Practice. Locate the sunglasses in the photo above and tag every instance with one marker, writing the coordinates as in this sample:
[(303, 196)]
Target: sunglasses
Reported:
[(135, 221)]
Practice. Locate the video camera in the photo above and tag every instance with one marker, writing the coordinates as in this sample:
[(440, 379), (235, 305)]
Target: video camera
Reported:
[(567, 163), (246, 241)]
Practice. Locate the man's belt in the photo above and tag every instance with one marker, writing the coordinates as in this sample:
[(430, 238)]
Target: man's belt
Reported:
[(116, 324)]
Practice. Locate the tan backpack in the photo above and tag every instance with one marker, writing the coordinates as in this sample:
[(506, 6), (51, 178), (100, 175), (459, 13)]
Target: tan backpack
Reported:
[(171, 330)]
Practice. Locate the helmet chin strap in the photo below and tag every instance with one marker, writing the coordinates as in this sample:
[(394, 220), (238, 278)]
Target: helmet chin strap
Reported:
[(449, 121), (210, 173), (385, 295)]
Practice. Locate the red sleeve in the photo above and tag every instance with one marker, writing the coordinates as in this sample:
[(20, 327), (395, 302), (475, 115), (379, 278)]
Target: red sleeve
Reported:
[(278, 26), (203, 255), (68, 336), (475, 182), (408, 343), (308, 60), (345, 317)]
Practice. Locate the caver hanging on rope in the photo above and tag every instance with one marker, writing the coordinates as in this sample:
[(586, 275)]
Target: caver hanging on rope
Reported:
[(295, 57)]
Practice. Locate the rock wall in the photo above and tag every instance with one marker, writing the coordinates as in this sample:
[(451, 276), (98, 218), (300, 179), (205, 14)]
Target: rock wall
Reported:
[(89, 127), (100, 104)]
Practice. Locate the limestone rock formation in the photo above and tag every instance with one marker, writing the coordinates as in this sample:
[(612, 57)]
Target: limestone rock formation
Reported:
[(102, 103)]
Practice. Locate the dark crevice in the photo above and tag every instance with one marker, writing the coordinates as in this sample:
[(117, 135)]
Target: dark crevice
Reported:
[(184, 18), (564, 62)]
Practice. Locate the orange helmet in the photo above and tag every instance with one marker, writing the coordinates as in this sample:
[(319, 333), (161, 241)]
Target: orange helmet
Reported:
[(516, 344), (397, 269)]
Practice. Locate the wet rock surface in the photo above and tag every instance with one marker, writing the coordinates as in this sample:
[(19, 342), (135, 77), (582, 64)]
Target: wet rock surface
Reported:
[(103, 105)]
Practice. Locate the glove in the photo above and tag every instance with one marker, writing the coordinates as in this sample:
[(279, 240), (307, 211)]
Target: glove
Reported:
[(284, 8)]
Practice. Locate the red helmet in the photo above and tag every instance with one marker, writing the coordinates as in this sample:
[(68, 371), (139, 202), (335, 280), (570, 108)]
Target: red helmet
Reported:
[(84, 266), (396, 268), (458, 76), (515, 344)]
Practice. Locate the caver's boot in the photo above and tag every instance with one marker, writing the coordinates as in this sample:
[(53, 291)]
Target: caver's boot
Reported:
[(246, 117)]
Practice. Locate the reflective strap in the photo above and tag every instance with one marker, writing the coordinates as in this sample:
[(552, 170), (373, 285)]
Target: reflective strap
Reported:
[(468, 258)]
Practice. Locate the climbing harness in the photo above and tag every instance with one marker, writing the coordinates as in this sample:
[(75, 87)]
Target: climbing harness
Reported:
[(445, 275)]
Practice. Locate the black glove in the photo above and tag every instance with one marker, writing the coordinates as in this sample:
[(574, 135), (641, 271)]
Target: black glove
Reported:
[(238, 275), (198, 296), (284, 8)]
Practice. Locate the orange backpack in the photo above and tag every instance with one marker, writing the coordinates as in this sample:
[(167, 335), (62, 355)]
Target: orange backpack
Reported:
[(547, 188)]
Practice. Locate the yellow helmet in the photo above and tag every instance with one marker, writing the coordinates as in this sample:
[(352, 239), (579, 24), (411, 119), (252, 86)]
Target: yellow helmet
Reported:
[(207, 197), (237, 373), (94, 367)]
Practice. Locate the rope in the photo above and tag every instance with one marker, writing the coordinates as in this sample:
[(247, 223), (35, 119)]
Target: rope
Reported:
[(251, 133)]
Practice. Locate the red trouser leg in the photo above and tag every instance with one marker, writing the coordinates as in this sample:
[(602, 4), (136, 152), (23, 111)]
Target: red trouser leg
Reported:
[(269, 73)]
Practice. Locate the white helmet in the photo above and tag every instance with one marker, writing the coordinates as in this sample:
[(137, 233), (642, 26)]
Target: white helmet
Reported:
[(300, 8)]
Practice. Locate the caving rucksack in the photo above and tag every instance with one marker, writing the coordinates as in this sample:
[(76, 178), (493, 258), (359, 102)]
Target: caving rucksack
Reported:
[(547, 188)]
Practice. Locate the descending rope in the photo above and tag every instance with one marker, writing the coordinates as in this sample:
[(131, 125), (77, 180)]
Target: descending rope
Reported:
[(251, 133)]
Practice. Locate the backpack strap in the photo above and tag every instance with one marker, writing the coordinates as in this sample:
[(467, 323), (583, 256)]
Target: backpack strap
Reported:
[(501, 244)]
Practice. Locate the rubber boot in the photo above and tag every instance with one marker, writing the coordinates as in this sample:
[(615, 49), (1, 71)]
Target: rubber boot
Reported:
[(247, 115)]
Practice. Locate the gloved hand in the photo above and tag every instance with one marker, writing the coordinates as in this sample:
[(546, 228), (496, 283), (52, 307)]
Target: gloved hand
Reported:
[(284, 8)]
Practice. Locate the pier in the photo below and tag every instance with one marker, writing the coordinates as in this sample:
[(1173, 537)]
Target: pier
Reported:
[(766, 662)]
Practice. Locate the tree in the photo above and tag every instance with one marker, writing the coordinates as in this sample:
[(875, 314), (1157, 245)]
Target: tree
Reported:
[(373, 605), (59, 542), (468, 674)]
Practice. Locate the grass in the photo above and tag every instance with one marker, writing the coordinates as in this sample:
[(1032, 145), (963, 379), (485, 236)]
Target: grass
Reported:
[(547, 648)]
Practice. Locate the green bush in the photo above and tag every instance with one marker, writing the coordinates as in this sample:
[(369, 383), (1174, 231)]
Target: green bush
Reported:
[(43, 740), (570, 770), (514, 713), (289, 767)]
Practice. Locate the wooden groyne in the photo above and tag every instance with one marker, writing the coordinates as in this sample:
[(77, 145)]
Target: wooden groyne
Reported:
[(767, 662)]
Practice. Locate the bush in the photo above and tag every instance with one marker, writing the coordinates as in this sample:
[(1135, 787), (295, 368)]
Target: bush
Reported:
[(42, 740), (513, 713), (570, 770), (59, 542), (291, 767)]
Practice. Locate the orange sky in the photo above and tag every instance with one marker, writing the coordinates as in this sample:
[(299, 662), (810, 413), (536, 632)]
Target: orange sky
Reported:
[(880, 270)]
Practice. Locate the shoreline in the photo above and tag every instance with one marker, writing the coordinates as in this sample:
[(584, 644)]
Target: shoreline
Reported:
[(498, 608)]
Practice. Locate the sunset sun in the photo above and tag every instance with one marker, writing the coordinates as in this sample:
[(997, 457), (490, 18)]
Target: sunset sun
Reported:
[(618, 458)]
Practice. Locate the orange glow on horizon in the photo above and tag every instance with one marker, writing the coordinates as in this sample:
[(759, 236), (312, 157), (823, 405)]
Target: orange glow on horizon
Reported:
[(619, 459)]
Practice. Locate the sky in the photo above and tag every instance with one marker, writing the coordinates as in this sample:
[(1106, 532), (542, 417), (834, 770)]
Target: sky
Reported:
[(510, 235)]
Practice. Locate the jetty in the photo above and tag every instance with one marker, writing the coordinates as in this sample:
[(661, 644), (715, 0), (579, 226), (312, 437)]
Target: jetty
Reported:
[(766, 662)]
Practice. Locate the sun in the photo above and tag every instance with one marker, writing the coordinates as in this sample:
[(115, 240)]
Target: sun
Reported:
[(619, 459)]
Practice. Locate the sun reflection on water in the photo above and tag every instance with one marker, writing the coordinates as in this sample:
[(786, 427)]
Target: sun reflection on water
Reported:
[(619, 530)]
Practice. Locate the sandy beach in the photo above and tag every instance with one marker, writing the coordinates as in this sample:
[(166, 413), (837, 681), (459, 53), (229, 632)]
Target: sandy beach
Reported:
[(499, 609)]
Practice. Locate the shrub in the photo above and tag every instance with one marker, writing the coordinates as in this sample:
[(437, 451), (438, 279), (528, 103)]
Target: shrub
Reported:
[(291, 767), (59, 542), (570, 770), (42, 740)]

### EXERCISE OBJECTIVE
Copy the lines of the data above exactly as written, beginning with the line containing "Target: descending rope" and ending with the line containing "Target: rubber boot", and leave out all other lines.

### ANSWER BOX
Target: descending rope
Reported:
[(251, 133)]
Practice. Locate the backpack strap in the photo above and tag every instance with one marker, writing the coordinates as in this sample:
[(467, 323), (583, 256)]
Target: backpack strap
Reported:
[(501, 244)]
Practice. Locate the rubber boot in the photo above and tag every instance with one marker, writing the coordinates as in this sample:
[(615, 49), (1, 71)]
Target: rubber boot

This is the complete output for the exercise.